The final season starts , should be pretty good.

From wiki,
QUOTE
Season 6 (2010)

On May 7, 2007, ABC Entertainment President Stephen McPherson announced that Lost will end during the 2009–2010 season with a "highly anticipated and shocking finale."[65] "We felt that this was the only way to give Lost a proper creative conclusion," McPherson said.[65] Beginning with the 2007–2008 television season, the final 48 episodes would have been aired as three seasons with 16 episodes each, with Lost concluding in its sixth season. Due to the writers' strike, the fourth season featured 14 episodes, and Seasons 5 had 17 episodes. Season 6 was planned to have 17 episodes, too.[12] However, on June 29 it was announced that the final season will feature an additional hour, making the number of episodes 18.[66]

Executive producers Lindelof and Cuse stated that they "always envisioned Lost as a show with a beginning, middle, and end," and that by announcing when the show would end that viewers would "have the security of knowing that the story will play out as we've intended."[65] Lindelof and Cuse stated that securing the 2010 series-end date "was immensely liberating" and helped the series rediscover its focus.[67] Lindelof noted, "We're no longer stalling."[67] The producers also plan to wrap up long-standing mysteries, such as the nature of the smoke monster, the four-toed statue of Taweret, and the identity of the skeletons from the season one episode "House of the Rising Sun".[68] Matthew Fox stated in a recent interview that in the final season, the characters of Jack Shephard and John Locke "will come head to head." A third of the way through the final season, the two time lines will be "solidified into one" and "will be very linear - no more flashbacks, nothing." [69] He has also claimed to be the only cast member who knows the ending of the series.[70]

During Comic-Con 2009, numerous sixth season reports were made including the announcement of the return of Jeremy Davies, Elizabeth Mitchell, and Dominic Monaghan,[71] as well as the inclusion of Nestor Carbonell as a main character.[72] Other announcements include Carlton Cuse stating both the time travel and flash-forward seasons were over, and they're moving into something different for the sixth season.[71] Josh Holloway stated his character Sawyer would revert back to his old self after the loss of Juliet.[71](emphasis added)

* [Instructions]:
#1 In the Lost final-season post, how many episodes will the final season have after the June 29 announcement?
#2 Extend the Lost final-season post, starting right after its last sentence.

* [Data]:
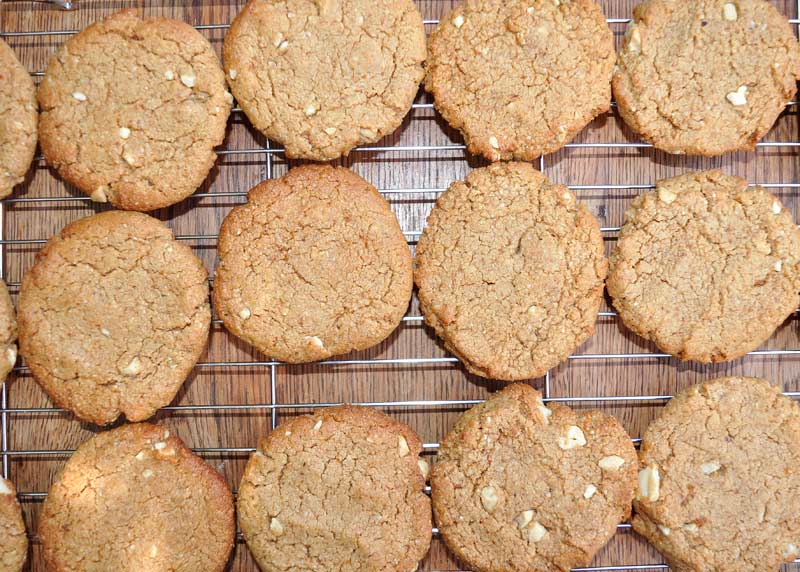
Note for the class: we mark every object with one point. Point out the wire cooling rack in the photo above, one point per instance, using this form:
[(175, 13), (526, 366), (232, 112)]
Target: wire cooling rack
[(236, 395)]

* [Task answers]:
#1 18 episodes.

#2
LOST producers talk final season

QUOTE
It's sounds like Jack's plan worked.

Elizabeth Mitchell (Juliet Burke) and Jeremy Davies (Daniel Faraday) will be back on ABC's "Lost" next year, along with several other characters who haven't been seen since the first season, said producers at Comic-Con.

The revelation confirms reports that suggested a "Lost" reunion of sorts for the final season. In May’s finale, the castaways detonated a bomb on the mysterious island in hopes of resetting the last several years of their lives.

The items were among a scant few tidbits dropped during a well-produced hour in San Diego that featured several new mock "Lost"-verse ads and parody shorts, but no new video from the final season.

"There's a good chance you'll be seeing many characters you haven't seen since the first season again," said executive producer Damon Lindelof.
The final season, producers say, will in some ways resemble the first.

"(In the first season, the characters) were running around the jungle, things felt intense and surprising,” said executive producer Carlton Cuse. “We have a way that we're going to be able to do that in the final season too.”

Yet fans shouldn’t think that any sort of narrative reboot will invalidate everything that’s already happened, “because that would be a real big cheat,” said Jorge Garcia, who plays Hugo on the show.

“Just trust us,” reassured Cuse.

The show will also employ a new narrative device that’s unique to the final season.

"The time travel season is over, the flash forward season is over,” Lindelof said. “We're going to do something different."

Fans camped overnight to see the “Lost” panel, which occupied the fan convention’s largest ballroom that Comic-Con usually reserves for summer tentpole films.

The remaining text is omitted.